- [About this task]: Transcribe every record exactly.

- [Raw data]:
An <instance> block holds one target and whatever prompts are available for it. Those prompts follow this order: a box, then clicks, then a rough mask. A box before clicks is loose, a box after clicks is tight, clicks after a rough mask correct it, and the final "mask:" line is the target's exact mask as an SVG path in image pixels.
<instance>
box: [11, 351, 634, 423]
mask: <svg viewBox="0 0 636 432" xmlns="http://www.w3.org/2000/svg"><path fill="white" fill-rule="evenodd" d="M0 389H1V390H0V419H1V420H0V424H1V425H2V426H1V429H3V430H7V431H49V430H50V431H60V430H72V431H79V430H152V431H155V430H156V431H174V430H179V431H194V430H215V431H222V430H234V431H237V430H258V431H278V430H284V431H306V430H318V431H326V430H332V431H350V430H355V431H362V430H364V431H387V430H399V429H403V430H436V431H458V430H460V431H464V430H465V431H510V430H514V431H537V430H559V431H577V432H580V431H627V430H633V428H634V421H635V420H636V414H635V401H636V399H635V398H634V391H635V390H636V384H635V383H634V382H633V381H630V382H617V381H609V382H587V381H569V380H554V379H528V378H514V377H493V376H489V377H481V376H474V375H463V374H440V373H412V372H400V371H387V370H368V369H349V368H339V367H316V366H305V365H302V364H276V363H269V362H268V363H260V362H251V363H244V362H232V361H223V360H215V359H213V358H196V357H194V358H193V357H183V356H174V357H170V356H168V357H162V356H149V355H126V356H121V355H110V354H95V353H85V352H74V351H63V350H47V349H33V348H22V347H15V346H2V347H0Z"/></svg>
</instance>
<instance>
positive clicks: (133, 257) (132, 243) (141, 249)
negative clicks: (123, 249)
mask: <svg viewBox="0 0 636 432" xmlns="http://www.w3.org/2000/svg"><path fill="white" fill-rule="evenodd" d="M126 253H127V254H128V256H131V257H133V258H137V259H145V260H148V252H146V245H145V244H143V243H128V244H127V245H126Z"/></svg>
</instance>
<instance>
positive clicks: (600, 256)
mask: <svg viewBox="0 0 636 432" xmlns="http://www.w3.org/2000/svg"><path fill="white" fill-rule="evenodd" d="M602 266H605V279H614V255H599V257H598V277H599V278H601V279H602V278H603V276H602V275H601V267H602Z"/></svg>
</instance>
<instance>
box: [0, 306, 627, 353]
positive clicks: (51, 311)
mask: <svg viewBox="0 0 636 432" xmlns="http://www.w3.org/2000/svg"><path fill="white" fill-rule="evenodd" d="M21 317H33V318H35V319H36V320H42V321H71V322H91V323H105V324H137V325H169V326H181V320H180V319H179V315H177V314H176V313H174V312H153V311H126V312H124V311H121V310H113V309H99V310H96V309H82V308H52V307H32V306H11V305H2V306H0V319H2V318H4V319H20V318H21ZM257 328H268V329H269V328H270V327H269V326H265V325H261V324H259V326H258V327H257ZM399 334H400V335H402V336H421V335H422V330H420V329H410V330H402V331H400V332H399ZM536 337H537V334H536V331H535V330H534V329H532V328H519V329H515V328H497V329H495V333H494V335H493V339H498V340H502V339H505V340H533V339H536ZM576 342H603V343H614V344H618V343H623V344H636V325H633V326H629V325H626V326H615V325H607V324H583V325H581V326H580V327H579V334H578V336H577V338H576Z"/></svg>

- [Response to this exercise]:
An <instance> block holds one target and whatever prompts are available for it. Those prompts follow this order: a box, then clicks, then a rough mask. A box before clicks is loose, a box after clicks is tight, clicks after a rough mask correct it, and the final "mask:" line is the target's exact mask as an SVG path in image pixels.
<instance>
box: [11, 351, 634, 423]
mask: <svg viewBox="0 0 636 432" xmlns="http://www.w3.org/2000/svg"><path fill="white" fill-rule="evenodd" d="M0 389H1V390H0V419H1V420H0V424H1V425H2V426H1V429H3V430H7V431H49V430H50V431H60V430H72V431H79V430H152V431H155V430H156V431H174V430H179V431H194V430H215V431H222V430H234V431H237V430H258V431H278V430H284V431H306V430H318V431H326V430H332V431H350V430H355V431H362V430H364V431H387V430H399V429H403V430H436V431H458V430H460V431H464V430H465V431H510V430H514V431H537V430H559V431H577V432H580V431H627V430H633V428H634V421H635V420H636V414H635V401H636V399H635V398H634V391H635V390H636V384H635V383H634V382H633V381H630V382H617V381H609V382H587V381H569V380H554V379H528V378H514V377H493V376H489V377H481V376H474V375H463V374H440V373H412V372H400V371H387V370H368V369H349V368H339V367H316V366H305V365H302V364H276V363H269V362H268V363H260V362H251V363H244V362H232V361H223V360H215V359H213V358H196V357H194V358H193V357H183V356H174V357H170V356H168V357H162V356H149V355H126V356H121V355H110V354H95V353H85V352H74V351H63V350H47V349H33V348H22V347H15V346H2V347H0Z"/></svg>
</instance>
<instance>
positive clicks: (133, 257) (132, 243) (141, 249)
negative clicks: (123, 249)
mask: <svg viewBox="0 0 636 432" xmlns="http://www.w3.org/2000/svg"><path fill="white" fill-rule="evenodd" d="M126 253H127V254H128V256H131V257H133V258H137V259H145V260H148V252H146V245H145V244H143V243H128V244H127V245H126Z"/></svg>
</instance>
<instance>
positive clicks: (600, 256)
mask: <svg viewBox="0 0 636 432" xmlns="http://www.w3.org/2000/svg"><path fill="white" fill-rule="evenodd" d="M602 266H605V279H614V255H599V257H598V277H599V278H601V279H602V278H603V276H602V275H601V267H602Z"/></svg>
</instance>
<instance>
box: [0, 306, 627, 353]
positive clicks: (51, 311)
mask: <svg viewBox="0 0 636 432" xmlns="http://www.w3.org/2000/svg"><path fill="white" fill-rule="evenodd" d="M21 317H33V318H35V319H36V320H42V321H71V322H91V323H105V324H137V325H169V326H181V320H180V319H179V315H177V314H176V313H174V312H153V311H126V312H124V311H121V310H113V309H99V310H96V309H82V308H52V307H32V306H11V305H2V306H0V319H2V318H4V319H20V318H21ZM257 328H268V329H269V328H270V327H269V326H265V325H261V324H259V326H258V327H257ZM399 334H400V335H402V336H421V335H422V330H420V329H410V330H402V331H400V332H399ZM536 337H537V334H536V331H535V330H534V329H532V328H519V329H515V328H497V329H495V333H494V335H493V339H498V340H502V339H505V340H533V339H536ZM576 342H603V343H614V344H618V343H623V344H636V325H633V326H629V325H626V326H615V325H607V324H583V325H581V326H580V327H579V334H578V336H577V338H576Z"/></svg>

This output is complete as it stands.